#### [Exercise brief]
Which lines of the data hold the word "jeans"? Copy all of them.

#### [Data extract]
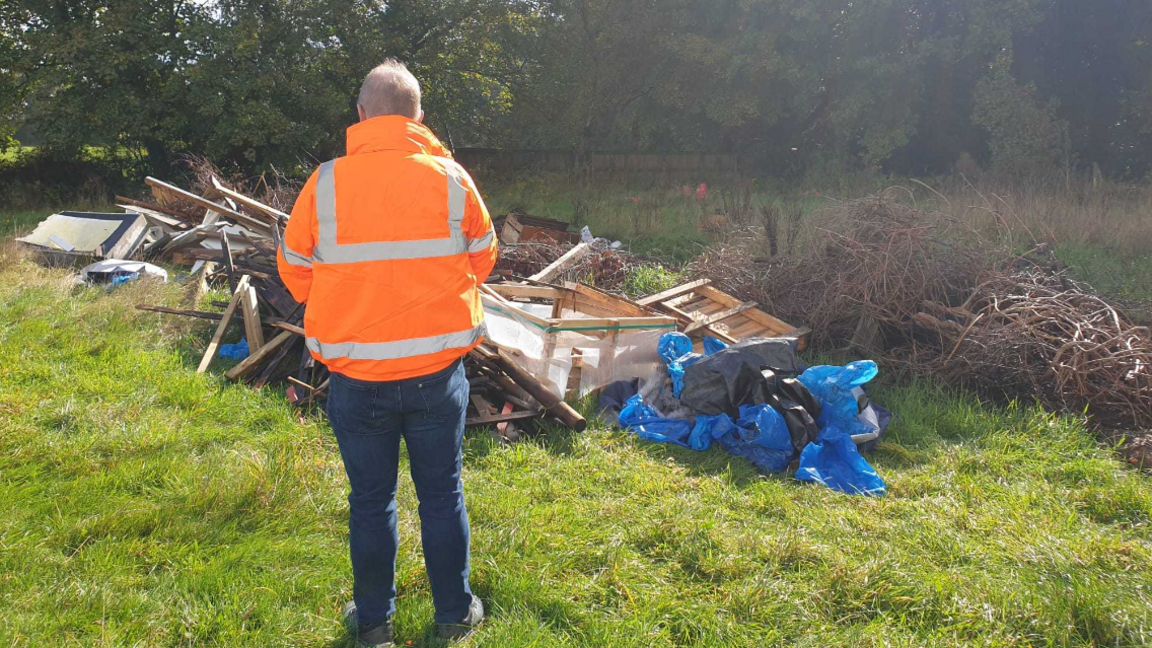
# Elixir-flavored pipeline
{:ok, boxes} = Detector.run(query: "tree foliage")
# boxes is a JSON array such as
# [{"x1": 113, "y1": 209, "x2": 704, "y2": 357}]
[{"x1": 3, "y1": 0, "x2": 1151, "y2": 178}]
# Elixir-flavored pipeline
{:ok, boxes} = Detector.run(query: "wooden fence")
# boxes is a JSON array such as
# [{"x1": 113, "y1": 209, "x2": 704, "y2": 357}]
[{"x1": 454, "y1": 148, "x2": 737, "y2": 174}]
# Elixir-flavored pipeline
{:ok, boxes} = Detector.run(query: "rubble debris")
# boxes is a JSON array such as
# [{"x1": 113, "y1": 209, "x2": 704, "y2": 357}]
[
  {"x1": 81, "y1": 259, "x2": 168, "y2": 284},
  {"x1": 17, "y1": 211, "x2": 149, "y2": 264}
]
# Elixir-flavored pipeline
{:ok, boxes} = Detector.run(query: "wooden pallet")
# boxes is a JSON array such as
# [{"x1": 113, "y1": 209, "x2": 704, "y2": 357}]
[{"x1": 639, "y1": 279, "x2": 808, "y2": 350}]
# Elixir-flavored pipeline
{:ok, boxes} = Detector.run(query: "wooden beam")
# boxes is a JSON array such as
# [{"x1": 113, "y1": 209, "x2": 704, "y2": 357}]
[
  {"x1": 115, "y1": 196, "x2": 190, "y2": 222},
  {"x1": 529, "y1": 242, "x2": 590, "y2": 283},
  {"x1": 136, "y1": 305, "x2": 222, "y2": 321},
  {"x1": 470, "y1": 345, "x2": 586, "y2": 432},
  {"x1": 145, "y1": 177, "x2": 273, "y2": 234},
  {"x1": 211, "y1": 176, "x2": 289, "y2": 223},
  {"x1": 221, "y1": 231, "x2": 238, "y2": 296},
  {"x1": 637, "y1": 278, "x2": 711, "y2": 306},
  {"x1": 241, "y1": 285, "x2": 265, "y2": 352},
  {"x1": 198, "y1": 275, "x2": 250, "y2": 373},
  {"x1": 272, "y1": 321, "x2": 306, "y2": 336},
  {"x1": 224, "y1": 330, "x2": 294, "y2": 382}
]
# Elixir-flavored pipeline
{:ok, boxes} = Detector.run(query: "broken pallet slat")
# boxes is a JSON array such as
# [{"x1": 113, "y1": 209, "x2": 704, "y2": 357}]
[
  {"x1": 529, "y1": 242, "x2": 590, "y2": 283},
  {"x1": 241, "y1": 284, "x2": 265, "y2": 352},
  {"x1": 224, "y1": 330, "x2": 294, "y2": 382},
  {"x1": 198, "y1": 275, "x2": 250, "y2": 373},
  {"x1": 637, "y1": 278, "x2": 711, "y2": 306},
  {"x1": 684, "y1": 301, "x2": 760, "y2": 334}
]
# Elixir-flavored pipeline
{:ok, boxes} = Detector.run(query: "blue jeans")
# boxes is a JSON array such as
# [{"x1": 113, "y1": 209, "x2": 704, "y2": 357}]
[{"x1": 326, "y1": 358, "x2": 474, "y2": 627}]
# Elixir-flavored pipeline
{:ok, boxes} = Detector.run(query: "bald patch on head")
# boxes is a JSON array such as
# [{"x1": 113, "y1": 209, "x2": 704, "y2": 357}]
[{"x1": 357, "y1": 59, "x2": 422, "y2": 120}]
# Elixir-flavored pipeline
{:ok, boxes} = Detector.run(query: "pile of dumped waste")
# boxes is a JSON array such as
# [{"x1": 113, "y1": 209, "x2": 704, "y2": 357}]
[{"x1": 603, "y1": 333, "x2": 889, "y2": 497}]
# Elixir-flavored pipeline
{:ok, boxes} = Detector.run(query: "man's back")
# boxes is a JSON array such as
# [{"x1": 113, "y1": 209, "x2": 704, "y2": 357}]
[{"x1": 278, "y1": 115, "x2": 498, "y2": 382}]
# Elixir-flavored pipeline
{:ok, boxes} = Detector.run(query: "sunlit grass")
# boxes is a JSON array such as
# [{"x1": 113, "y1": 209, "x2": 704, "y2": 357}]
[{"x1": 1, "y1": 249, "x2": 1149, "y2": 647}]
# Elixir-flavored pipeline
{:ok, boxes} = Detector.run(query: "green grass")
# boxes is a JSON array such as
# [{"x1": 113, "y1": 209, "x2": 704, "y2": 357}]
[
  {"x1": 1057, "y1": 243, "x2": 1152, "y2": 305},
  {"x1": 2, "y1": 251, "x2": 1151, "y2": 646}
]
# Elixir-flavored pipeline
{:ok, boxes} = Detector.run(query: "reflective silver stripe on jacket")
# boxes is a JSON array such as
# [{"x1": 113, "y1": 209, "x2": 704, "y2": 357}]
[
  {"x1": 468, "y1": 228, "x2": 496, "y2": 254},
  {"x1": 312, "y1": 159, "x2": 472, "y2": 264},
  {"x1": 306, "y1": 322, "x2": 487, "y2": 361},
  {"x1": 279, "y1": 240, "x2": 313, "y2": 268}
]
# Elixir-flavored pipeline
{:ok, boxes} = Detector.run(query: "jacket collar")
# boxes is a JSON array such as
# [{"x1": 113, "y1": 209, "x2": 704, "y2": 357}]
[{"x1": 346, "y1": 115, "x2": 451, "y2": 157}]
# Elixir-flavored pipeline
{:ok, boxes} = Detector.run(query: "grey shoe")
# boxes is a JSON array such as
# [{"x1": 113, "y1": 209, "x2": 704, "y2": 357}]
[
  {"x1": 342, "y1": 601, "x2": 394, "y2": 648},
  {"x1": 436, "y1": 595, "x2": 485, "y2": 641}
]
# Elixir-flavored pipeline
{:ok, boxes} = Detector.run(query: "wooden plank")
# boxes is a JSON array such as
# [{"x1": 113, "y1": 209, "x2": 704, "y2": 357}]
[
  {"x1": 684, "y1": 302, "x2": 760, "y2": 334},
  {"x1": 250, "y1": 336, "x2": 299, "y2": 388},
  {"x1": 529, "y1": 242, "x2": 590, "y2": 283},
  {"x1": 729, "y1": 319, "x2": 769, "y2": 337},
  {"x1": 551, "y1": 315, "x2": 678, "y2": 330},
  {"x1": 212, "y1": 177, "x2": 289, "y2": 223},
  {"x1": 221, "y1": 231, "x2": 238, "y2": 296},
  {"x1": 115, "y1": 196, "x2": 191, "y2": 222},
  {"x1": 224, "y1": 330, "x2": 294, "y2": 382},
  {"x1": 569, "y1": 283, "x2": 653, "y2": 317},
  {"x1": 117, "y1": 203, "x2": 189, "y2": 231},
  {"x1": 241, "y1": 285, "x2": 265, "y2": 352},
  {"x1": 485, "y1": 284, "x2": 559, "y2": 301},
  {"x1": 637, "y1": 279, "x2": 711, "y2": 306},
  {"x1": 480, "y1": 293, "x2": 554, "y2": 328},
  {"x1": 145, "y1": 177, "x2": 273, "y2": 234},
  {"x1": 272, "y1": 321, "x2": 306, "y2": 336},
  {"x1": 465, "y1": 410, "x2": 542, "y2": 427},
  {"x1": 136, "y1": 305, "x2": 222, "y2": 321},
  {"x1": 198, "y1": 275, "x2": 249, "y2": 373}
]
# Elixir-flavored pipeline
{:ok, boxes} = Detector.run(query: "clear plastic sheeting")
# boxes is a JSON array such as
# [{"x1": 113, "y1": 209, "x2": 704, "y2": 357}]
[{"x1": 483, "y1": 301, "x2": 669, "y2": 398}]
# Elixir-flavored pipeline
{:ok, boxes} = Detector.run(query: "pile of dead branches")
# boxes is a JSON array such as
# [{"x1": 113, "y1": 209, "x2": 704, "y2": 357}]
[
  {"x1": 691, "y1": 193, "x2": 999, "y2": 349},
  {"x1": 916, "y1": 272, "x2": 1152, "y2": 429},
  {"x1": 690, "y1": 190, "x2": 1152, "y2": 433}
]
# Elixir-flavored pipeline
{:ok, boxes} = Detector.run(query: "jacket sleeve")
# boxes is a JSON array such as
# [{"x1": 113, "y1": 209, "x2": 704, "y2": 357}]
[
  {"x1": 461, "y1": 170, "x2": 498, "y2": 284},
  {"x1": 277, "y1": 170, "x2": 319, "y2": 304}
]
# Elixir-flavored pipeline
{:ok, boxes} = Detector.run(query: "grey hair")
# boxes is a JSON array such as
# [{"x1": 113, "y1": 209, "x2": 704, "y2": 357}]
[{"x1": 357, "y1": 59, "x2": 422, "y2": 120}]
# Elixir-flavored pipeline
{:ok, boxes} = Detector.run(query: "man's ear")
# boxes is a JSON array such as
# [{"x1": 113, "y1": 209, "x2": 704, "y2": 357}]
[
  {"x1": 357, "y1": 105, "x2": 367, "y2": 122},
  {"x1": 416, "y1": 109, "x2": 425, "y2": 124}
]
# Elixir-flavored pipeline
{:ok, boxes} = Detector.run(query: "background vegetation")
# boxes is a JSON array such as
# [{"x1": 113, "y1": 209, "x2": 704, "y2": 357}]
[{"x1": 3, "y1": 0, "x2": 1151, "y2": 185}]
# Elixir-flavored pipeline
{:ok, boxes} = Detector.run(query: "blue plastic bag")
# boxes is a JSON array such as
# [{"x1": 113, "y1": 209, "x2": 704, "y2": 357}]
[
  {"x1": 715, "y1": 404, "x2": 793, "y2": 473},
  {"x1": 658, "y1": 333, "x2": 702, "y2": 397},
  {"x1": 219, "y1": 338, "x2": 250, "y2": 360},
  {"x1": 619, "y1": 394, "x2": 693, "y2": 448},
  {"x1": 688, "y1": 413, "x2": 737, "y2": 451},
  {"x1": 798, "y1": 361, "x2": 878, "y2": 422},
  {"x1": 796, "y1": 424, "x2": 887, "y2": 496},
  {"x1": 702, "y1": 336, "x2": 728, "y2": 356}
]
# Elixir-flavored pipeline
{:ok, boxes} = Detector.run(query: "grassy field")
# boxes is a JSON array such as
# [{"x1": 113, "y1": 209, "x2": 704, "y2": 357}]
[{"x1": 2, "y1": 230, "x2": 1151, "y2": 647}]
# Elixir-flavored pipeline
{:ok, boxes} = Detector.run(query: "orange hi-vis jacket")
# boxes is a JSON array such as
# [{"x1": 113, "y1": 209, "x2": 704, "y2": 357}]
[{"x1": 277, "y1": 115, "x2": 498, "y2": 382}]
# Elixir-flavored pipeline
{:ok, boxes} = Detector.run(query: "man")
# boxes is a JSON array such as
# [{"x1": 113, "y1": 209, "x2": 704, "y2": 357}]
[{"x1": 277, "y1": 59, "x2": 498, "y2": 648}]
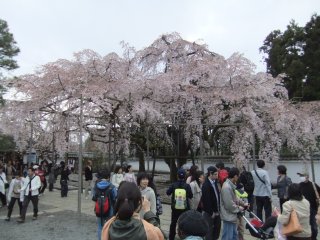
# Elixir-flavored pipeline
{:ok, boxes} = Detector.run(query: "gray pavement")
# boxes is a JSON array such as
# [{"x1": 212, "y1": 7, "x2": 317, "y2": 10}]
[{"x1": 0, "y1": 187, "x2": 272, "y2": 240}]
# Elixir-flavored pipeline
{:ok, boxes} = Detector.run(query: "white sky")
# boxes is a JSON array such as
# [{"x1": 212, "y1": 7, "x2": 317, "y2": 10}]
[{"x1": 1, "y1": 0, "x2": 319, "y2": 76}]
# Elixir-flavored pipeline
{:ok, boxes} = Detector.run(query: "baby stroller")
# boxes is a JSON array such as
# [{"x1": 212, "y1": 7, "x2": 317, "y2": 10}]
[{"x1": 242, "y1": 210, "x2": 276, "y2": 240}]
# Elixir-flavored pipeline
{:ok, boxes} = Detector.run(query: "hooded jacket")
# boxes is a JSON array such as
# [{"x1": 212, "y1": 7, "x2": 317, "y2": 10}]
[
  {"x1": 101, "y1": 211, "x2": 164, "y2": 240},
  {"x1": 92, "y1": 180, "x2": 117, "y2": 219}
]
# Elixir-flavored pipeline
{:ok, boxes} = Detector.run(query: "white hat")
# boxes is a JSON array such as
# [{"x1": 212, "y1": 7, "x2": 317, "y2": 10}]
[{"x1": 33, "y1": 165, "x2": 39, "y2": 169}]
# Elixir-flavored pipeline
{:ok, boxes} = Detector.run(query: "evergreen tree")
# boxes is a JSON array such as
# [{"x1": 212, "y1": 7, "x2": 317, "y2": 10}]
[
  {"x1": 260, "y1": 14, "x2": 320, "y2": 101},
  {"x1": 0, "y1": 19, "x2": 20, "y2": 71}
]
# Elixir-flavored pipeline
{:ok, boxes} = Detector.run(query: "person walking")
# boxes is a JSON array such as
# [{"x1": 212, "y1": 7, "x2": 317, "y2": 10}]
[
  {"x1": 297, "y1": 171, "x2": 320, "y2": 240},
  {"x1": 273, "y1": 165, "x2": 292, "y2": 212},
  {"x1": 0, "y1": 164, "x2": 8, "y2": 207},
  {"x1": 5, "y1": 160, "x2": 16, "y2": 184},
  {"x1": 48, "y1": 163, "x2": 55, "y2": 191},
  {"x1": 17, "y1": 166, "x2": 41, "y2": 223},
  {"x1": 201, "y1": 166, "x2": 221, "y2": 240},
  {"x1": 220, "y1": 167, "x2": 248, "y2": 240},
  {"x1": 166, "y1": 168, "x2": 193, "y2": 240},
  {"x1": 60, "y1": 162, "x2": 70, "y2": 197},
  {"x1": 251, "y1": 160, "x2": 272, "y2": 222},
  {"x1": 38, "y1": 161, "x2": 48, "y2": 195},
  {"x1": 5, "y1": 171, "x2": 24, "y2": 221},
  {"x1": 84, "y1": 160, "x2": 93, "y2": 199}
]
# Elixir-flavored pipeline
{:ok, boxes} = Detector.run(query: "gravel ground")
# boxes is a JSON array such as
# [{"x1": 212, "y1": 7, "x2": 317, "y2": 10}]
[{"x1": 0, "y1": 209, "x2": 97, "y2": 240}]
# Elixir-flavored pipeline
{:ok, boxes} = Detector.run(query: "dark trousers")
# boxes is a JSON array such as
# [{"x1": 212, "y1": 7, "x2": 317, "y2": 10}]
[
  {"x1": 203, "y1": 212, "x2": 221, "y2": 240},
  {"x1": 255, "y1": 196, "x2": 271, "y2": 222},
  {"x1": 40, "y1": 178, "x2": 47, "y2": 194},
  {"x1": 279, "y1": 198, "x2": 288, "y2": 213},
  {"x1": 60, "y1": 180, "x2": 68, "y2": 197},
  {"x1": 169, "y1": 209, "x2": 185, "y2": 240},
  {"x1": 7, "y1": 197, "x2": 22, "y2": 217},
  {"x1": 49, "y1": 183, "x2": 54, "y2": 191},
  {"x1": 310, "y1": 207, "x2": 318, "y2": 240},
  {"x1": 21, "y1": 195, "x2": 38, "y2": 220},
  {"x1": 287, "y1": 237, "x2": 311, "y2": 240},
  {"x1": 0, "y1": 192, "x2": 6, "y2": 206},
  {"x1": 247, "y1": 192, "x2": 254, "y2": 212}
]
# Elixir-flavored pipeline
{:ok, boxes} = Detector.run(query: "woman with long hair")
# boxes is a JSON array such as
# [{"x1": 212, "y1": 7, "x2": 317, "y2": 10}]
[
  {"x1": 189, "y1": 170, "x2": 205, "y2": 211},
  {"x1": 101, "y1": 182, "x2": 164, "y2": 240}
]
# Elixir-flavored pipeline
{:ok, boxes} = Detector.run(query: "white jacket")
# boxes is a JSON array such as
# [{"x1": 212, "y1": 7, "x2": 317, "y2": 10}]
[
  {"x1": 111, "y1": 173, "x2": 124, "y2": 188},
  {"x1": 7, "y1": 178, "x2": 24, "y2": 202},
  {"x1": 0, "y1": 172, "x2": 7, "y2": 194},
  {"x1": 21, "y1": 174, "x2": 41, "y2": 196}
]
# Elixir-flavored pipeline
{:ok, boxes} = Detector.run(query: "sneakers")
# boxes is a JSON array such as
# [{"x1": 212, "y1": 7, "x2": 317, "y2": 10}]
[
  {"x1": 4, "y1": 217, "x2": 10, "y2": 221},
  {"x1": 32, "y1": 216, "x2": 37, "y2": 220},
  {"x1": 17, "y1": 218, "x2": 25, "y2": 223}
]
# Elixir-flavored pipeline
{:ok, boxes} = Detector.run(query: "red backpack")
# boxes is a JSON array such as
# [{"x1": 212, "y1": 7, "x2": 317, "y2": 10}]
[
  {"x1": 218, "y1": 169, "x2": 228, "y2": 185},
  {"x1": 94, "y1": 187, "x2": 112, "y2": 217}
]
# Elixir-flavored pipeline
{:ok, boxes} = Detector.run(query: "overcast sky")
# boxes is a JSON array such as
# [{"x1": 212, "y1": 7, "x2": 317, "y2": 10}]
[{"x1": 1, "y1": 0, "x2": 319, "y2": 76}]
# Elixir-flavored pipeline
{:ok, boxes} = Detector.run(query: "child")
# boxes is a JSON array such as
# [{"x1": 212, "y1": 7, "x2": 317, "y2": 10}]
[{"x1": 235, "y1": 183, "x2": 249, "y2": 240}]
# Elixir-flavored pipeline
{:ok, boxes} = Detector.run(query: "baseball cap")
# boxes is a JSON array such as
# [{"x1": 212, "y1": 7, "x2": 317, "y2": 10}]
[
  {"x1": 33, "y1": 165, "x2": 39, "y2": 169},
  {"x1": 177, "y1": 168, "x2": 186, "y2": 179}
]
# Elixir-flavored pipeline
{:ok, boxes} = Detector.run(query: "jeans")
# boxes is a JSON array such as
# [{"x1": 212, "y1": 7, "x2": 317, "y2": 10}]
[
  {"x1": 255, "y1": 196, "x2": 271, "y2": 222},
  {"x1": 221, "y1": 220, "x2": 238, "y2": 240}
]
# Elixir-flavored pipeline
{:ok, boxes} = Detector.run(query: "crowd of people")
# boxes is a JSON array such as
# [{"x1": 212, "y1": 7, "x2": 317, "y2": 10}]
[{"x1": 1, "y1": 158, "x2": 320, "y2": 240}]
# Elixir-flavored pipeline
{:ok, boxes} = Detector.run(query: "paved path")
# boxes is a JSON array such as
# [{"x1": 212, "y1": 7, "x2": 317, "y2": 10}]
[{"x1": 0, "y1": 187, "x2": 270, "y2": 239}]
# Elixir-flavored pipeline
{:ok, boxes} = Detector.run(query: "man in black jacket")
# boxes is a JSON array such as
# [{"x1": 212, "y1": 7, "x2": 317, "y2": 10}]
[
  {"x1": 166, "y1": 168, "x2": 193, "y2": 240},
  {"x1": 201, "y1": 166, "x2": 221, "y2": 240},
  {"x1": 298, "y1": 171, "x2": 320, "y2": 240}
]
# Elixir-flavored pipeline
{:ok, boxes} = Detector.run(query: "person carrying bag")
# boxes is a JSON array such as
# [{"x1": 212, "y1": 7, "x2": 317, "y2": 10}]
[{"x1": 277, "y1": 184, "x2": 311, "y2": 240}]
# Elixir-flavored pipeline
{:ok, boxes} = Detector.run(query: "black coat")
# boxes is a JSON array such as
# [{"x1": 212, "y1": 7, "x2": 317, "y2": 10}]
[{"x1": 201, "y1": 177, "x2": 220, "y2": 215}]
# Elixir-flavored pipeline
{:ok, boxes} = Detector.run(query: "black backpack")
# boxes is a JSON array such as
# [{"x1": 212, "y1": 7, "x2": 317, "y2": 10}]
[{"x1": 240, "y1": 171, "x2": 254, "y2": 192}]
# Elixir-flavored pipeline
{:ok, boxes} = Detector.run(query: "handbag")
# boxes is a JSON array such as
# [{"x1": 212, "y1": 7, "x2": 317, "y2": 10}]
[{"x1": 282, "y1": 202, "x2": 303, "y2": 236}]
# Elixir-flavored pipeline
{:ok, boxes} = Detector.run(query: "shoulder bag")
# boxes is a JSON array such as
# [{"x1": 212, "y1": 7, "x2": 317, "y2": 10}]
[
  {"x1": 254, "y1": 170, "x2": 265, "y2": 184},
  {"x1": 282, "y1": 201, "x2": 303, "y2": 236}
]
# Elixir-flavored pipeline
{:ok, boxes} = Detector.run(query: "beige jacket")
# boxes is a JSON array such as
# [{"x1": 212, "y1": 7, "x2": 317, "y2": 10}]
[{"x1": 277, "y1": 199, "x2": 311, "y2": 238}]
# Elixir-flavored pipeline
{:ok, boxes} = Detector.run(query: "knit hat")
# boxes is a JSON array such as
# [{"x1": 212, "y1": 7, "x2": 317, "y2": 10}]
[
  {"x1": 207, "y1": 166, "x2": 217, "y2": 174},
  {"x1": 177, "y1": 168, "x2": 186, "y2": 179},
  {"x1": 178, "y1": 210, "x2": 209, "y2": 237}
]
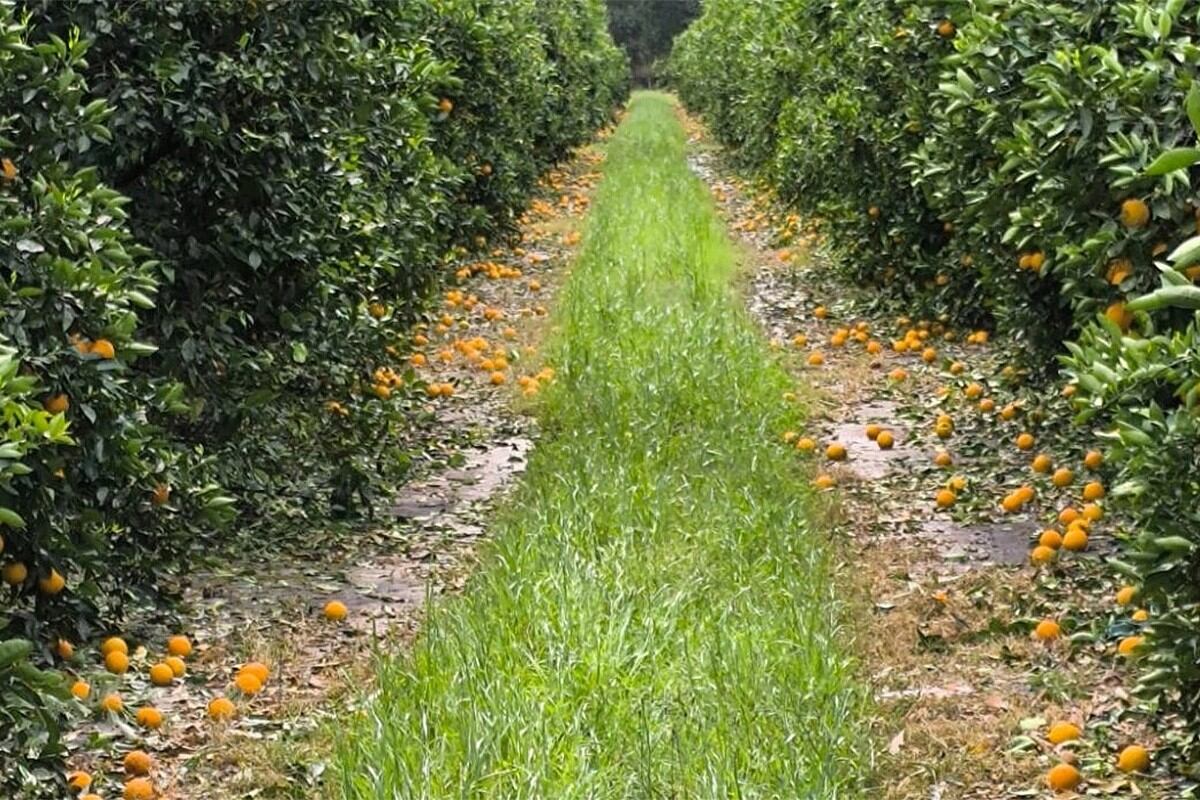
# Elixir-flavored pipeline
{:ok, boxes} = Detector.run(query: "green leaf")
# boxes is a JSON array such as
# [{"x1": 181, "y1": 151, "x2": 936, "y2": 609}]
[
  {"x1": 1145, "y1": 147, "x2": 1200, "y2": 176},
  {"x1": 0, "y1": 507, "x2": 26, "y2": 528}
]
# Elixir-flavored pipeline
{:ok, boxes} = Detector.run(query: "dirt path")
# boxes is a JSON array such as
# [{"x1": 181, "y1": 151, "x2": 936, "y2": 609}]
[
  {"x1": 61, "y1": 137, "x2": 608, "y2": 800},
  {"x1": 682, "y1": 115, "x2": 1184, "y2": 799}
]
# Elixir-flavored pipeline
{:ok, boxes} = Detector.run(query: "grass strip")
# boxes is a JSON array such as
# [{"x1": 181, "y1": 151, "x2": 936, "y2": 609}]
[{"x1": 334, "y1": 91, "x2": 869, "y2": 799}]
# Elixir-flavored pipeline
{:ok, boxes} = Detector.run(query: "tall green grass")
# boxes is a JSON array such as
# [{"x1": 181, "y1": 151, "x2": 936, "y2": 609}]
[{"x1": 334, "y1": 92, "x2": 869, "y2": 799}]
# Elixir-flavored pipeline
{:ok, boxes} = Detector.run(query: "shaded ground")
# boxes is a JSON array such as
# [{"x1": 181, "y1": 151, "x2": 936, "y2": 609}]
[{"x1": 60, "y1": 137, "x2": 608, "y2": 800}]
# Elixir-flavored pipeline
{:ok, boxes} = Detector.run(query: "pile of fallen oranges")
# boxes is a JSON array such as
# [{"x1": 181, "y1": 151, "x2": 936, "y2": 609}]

#### [Written response]
{:ok, boxes} = Detector.run(query: "blue jeans")
{:ok, boxes} = Detector.run(query: "jeans")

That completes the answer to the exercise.